Collected data entries:
________________________

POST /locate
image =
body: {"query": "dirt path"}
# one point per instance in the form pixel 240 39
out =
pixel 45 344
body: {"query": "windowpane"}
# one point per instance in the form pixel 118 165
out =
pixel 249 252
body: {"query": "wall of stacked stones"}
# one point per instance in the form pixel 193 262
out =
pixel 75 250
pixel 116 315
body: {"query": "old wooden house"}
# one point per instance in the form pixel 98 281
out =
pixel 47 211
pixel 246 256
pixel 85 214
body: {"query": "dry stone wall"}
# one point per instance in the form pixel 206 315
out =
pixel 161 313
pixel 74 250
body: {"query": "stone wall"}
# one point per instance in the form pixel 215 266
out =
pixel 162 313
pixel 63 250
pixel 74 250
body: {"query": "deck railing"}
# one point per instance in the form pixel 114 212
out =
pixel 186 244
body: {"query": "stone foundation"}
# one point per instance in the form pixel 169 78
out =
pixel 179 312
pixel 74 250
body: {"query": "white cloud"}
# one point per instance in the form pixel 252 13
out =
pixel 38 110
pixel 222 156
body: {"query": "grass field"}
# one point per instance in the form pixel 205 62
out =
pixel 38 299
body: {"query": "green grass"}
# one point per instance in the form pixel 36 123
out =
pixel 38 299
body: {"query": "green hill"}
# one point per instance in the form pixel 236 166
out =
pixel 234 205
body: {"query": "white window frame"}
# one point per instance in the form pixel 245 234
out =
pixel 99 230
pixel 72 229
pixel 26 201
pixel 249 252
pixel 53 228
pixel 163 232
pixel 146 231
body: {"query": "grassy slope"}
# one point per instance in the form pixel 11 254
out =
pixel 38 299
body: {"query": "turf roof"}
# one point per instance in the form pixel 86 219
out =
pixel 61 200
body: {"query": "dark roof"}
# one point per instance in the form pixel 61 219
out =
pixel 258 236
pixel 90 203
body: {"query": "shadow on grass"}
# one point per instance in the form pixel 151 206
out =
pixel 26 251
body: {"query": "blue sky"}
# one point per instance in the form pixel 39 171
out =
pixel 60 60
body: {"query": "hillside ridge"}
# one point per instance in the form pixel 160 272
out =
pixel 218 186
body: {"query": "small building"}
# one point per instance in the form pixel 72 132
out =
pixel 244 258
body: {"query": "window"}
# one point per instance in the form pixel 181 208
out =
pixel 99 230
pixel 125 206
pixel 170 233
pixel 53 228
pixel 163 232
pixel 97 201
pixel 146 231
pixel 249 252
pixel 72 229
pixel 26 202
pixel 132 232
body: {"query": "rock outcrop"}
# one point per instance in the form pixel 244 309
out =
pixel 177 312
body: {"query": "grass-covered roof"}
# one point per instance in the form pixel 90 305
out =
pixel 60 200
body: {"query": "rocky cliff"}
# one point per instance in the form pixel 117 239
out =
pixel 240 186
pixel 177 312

________________________

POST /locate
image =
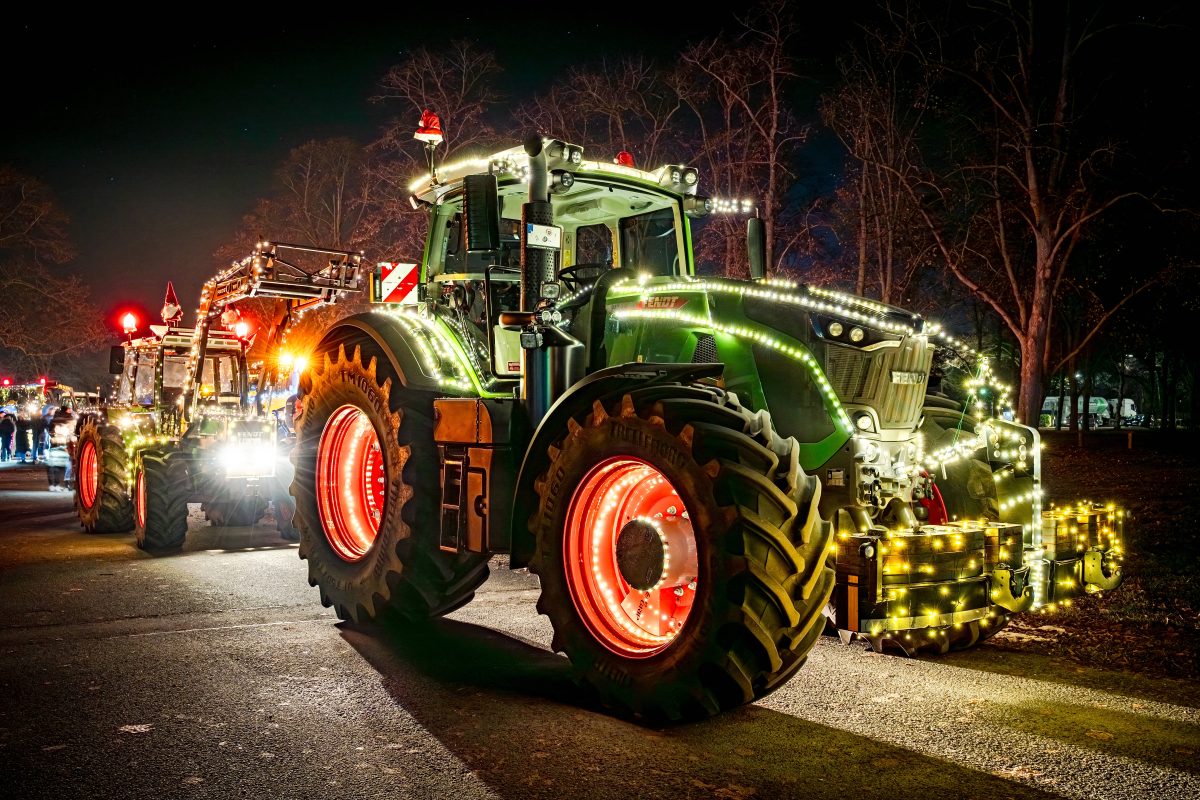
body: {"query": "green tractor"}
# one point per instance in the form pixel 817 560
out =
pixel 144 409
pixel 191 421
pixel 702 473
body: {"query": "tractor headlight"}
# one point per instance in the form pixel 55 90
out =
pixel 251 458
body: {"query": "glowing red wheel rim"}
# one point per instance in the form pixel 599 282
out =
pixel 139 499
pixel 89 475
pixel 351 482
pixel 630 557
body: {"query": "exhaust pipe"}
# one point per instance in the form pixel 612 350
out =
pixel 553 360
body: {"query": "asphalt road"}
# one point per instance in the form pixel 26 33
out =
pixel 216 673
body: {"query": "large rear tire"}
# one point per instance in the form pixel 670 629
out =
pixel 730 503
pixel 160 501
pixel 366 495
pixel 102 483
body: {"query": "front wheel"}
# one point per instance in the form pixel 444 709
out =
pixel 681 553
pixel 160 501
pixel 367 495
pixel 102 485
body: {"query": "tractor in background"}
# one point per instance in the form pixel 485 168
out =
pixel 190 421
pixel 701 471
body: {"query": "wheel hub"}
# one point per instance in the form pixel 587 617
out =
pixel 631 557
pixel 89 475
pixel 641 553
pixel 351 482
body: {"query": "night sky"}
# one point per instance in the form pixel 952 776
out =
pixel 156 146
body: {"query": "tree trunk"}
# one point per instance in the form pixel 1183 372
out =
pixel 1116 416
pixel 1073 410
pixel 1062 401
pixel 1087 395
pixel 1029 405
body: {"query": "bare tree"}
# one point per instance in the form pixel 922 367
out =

________________________

▸ **What you have to do**
From the line holding "# one point per instance in the form pixel 817" to the line holding "# one point per instance in the form pixel 599", inclusive, restate each line above exactly as written.

▸ **Answer space**
# one point per instance in the form pixel 817 560
out =
pixel 144 409
pixel 191 421
pixel 702 473
body: {"query": "tractor headlight"}
# one point per instance in the form pixel 55 90
out =
pixel 251 458
body: {"query": "glowing red wheel rim"}
# one point per instance in the form pixel 599 282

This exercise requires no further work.